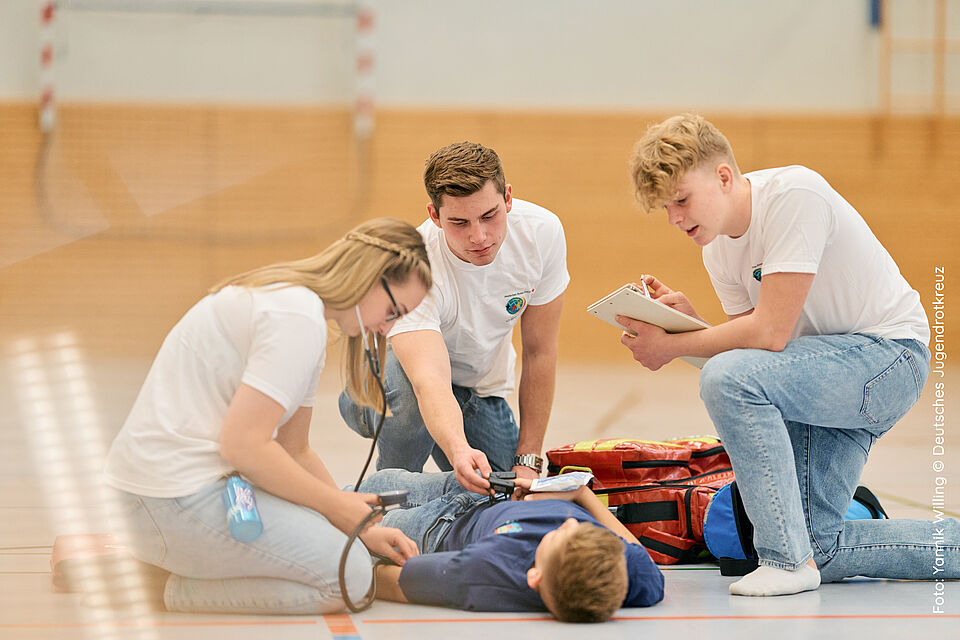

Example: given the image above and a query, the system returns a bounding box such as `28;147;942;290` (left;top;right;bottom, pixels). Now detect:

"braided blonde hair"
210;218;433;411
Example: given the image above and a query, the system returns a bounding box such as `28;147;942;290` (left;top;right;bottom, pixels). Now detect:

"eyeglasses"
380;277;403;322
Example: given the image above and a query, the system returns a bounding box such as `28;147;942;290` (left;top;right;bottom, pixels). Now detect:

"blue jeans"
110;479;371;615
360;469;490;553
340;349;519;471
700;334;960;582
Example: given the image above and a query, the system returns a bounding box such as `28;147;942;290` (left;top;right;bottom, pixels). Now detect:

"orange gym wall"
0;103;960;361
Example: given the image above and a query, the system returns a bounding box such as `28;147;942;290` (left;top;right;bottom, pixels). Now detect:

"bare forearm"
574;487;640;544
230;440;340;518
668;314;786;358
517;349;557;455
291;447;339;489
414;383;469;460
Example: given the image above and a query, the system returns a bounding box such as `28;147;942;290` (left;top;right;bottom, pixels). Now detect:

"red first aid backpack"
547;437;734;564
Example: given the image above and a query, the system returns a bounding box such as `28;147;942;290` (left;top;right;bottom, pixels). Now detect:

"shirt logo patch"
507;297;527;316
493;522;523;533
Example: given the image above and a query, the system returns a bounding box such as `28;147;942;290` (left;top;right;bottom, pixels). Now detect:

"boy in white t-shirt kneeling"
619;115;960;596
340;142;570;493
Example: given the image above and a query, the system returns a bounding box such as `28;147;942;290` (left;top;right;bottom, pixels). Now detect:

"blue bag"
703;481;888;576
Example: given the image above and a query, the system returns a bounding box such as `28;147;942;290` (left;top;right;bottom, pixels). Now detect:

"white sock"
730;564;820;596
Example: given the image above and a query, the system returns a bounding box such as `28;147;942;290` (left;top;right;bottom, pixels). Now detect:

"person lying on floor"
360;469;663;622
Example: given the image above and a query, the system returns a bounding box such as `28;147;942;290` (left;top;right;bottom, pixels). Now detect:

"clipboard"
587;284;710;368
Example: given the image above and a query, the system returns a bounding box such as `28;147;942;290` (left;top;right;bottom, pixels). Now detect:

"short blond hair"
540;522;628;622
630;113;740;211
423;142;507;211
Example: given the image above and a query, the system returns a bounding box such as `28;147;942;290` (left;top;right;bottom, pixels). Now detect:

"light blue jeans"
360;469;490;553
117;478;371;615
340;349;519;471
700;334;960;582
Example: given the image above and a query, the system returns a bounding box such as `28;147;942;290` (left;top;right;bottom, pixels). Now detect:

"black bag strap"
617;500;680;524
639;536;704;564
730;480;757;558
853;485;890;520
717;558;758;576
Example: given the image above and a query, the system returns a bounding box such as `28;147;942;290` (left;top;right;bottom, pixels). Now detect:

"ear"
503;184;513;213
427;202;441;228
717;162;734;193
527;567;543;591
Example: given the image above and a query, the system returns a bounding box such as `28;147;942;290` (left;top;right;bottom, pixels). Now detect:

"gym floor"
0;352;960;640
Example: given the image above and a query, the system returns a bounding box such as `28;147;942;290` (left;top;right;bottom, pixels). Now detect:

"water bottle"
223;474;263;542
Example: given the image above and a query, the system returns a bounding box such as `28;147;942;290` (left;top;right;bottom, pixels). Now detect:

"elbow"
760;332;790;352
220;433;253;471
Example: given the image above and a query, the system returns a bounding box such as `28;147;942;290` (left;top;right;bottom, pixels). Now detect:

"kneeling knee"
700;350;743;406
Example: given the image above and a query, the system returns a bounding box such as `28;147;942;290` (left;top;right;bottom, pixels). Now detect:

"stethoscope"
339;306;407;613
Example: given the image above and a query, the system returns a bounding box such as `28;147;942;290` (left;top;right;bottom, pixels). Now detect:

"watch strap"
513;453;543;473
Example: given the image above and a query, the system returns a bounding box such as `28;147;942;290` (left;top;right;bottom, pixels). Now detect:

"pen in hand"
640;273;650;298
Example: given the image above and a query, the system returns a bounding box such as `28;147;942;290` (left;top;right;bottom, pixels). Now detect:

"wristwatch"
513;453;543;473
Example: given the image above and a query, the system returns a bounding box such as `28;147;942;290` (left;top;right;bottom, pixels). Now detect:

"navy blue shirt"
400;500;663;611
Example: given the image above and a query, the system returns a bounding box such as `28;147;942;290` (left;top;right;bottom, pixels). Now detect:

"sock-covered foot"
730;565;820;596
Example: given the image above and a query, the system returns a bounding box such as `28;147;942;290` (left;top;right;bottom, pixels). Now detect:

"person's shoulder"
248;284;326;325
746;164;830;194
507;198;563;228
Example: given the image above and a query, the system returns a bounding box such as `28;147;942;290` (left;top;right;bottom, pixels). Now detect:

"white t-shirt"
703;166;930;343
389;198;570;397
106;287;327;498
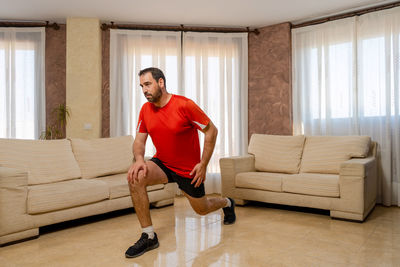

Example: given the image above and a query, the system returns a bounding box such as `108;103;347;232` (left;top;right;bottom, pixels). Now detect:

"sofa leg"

**PROBLEM DESCRIPTION**
Gather every line of the rows above that contains the string "person", matching case exactly.

**ANSWER TO THIS PROBLEM**
"person lying on floor"
"person's shoulder"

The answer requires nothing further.